Rows from a dataset
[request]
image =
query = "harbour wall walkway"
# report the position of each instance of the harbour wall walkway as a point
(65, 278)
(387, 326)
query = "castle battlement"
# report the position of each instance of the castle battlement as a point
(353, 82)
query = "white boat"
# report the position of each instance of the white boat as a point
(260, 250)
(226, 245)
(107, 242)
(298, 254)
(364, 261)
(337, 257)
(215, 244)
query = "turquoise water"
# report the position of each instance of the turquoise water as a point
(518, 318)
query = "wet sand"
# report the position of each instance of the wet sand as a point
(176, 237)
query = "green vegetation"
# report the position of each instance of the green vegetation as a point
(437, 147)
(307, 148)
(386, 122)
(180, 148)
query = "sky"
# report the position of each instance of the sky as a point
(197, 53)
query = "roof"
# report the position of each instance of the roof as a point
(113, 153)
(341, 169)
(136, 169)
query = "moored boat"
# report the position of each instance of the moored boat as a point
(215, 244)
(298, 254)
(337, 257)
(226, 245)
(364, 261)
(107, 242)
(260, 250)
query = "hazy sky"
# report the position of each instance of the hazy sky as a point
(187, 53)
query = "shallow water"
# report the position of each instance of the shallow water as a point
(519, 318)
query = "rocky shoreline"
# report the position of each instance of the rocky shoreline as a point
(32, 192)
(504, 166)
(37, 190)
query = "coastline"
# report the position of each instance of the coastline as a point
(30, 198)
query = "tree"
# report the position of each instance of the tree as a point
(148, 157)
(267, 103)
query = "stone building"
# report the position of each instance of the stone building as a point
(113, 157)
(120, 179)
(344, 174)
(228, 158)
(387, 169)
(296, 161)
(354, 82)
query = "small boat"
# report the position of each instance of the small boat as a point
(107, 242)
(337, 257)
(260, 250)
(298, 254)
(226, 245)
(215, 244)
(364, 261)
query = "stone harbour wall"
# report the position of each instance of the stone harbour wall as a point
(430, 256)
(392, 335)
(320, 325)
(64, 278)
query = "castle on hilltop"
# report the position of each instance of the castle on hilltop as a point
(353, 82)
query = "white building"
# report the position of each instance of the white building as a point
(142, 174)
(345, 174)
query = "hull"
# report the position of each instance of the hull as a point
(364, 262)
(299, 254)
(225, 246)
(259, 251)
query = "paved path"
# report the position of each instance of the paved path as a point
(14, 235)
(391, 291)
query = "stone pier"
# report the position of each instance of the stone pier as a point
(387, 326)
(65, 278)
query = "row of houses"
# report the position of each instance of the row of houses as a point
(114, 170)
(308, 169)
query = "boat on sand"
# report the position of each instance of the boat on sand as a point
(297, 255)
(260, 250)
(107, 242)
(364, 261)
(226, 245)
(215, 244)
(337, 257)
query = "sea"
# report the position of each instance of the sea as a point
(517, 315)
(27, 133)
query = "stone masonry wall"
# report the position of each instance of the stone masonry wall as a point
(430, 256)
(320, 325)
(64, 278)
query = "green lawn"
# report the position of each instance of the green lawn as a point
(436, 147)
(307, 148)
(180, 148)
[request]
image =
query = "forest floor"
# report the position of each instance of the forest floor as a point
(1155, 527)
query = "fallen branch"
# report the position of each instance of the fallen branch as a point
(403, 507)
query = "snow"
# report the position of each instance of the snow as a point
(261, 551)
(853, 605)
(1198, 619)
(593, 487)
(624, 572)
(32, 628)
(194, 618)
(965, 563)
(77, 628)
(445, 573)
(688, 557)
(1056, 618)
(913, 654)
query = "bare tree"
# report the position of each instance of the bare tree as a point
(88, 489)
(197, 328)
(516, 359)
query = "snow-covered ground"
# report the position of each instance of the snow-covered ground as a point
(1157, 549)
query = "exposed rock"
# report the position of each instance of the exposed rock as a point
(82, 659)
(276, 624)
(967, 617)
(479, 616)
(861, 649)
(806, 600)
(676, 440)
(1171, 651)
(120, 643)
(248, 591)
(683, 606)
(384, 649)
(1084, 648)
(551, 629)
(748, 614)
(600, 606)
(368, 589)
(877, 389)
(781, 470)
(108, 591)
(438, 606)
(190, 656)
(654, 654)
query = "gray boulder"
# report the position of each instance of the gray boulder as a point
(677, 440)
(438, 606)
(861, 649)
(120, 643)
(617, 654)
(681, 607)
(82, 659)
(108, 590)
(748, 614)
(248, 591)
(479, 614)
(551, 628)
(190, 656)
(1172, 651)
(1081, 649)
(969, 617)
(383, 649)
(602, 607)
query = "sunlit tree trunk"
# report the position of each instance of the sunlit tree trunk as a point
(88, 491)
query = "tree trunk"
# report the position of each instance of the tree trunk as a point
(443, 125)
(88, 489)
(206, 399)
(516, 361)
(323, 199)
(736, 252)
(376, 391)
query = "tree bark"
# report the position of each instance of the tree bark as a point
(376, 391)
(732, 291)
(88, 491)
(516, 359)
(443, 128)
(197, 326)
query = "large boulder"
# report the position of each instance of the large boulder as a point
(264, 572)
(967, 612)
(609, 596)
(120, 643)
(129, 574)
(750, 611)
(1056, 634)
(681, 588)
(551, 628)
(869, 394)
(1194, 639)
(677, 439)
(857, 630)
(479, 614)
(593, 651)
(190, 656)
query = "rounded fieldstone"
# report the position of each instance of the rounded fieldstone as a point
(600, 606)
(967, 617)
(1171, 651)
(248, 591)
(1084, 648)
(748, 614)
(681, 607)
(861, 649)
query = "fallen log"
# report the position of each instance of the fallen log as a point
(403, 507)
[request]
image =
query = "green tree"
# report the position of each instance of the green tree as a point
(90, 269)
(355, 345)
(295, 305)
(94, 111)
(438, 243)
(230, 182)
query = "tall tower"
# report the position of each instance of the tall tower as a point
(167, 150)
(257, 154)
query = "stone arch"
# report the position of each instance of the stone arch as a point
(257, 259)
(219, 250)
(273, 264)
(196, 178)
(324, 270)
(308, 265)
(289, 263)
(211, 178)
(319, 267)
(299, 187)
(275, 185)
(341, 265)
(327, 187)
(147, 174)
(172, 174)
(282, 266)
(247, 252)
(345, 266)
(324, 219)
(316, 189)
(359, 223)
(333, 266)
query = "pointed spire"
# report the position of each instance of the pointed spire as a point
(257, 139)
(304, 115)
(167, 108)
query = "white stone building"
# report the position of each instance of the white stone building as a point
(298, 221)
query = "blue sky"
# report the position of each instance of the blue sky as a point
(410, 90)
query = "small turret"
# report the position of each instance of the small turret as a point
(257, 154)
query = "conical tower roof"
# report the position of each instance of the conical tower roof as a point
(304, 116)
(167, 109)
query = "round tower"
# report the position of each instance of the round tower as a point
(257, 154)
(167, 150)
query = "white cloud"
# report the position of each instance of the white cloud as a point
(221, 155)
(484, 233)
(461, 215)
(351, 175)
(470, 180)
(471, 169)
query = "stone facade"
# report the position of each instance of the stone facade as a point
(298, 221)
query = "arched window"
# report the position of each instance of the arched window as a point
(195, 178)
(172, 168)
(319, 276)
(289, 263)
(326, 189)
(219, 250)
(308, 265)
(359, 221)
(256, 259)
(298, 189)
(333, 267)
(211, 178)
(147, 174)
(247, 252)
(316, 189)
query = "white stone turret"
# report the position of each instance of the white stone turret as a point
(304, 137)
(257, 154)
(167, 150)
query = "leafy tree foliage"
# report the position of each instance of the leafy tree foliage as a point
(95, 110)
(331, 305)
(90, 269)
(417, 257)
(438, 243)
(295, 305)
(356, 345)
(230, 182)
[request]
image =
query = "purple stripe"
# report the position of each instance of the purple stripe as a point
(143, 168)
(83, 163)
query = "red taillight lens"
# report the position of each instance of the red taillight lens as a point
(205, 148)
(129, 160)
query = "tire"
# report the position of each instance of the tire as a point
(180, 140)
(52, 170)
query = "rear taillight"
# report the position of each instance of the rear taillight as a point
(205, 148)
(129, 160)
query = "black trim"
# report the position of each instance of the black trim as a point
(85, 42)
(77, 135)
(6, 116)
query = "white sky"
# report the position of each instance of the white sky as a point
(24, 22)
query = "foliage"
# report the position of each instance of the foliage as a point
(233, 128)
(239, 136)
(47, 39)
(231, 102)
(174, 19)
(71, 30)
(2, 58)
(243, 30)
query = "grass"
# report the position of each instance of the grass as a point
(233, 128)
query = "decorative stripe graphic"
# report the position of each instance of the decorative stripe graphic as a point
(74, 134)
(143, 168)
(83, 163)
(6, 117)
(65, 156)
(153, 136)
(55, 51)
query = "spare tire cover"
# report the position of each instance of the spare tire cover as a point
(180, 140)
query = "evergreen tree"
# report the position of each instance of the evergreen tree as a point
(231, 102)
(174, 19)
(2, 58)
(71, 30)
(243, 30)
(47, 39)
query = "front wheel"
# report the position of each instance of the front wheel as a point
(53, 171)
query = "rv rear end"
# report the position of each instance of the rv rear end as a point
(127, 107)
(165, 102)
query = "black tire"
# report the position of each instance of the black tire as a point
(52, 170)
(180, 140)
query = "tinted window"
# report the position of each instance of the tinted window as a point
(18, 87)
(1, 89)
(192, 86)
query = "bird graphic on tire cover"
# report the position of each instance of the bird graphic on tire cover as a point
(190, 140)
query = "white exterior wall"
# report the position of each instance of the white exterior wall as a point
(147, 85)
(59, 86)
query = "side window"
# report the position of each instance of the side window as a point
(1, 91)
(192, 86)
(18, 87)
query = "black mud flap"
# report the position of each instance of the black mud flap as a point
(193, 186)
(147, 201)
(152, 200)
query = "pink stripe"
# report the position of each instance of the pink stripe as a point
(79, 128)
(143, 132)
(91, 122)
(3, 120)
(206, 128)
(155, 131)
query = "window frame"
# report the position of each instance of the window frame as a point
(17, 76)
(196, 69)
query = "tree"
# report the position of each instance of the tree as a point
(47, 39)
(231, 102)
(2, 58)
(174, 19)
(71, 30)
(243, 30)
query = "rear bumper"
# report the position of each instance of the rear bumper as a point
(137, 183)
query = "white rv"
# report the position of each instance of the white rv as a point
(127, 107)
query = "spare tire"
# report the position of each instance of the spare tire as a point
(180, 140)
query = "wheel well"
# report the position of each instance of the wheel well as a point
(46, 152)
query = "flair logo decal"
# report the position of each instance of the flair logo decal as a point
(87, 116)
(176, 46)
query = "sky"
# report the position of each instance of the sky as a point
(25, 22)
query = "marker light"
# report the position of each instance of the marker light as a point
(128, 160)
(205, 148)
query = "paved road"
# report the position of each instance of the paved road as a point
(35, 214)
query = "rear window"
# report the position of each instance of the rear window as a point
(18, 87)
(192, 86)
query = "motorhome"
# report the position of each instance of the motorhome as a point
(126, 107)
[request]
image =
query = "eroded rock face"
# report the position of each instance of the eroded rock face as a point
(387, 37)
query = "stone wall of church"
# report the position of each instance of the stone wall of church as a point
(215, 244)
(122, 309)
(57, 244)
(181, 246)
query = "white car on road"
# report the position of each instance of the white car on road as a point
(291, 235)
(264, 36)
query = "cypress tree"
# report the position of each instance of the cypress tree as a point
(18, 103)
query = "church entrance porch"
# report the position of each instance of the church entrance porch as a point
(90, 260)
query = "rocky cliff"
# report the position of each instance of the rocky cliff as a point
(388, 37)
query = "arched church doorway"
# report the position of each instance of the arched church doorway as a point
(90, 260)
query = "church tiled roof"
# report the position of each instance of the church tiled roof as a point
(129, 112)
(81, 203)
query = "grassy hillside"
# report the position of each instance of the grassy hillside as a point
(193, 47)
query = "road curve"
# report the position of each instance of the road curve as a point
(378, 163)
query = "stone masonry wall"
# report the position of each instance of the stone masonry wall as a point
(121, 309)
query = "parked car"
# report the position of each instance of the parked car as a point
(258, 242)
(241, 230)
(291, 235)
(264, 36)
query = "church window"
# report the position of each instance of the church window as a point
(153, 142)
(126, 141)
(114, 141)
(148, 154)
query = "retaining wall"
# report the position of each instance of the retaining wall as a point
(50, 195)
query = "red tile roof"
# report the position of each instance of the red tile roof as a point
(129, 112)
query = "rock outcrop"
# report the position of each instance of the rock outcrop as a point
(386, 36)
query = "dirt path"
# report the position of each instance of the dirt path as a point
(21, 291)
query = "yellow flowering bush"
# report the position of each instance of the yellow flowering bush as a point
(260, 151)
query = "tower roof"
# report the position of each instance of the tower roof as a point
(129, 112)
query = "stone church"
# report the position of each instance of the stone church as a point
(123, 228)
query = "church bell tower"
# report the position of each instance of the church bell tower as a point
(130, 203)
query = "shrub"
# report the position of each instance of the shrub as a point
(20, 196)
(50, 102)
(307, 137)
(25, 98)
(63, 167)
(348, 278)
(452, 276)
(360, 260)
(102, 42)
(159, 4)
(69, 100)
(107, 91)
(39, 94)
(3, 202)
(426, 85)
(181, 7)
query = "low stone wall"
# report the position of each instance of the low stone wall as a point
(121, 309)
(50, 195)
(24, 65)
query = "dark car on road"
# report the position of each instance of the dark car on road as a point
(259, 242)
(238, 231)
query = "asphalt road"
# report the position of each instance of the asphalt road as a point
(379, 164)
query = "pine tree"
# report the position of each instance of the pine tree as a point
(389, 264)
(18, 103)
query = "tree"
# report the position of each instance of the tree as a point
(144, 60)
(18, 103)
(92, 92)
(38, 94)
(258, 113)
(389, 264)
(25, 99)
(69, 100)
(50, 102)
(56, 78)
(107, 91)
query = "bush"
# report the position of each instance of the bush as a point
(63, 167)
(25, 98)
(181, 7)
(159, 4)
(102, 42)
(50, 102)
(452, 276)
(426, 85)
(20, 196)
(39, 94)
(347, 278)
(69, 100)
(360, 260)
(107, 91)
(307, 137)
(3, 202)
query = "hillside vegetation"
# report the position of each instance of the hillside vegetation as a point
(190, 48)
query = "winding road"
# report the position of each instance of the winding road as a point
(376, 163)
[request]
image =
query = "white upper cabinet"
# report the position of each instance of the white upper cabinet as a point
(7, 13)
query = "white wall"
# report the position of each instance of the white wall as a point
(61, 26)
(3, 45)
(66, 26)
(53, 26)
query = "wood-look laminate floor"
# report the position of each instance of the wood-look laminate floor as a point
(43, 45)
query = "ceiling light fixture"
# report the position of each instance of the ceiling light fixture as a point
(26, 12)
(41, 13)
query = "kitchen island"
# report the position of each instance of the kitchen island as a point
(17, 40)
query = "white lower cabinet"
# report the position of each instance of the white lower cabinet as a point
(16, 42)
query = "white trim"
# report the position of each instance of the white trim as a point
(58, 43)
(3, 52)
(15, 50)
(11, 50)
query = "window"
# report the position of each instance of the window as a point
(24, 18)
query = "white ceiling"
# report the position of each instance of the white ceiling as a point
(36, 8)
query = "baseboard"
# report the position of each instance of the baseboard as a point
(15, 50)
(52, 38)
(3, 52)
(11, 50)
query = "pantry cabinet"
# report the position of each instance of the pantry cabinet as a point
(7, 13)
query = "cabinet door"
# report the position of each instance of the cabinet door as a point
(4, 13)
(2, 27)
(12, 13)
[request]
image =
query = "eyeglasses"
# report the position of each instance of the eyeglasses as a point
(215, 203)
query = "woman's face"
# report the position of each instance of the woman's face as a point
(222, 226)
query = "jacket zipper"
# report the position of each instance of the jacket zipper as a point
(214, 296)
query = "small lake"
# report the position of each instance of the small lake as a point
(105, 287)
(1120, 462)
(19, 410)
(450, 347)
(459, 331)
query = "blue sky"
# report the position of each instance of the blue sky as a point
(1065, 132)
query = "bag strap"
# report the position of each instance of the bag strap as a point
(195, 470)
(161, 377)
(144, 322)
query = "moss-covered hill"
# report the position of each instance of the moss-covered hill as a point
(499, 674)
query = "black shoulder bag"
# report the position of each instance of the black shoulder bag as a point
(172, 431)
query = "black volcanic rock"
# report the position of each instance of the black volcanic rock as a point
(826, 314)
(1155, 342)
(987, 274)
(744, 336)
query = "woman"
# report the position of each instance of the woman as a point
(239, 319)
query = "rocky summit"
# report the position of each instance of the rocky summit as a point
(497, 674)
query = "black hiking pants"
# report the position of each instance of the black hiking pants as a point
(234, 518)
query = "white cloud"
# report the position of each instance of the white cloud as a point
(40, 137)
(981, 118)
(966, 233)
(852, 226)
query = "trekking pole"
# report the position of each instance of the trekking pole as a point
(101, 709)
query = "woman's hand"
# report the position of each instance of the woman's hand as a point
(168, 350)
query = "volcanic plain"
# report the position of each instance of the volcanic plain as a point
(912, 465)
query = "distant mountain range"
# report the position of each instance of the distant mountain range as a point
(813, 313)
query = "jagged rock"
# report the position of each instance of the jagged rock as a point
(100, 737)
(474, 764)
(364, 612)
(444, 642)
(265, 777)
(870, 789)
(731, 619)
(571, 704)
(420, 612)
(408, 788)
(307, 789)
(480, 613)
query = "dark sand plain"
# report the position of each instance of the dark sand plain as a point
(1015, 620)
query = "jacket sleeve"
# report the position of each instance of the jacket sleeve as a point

= Aim =
Select every line in the records above that contains the word "shoulder". Treat uppercase and lowercase as different, so only exact-case matches count.

= Task solution =
query = "black shoulder bag"
# report the position of each instance of the black shoulder bag as a point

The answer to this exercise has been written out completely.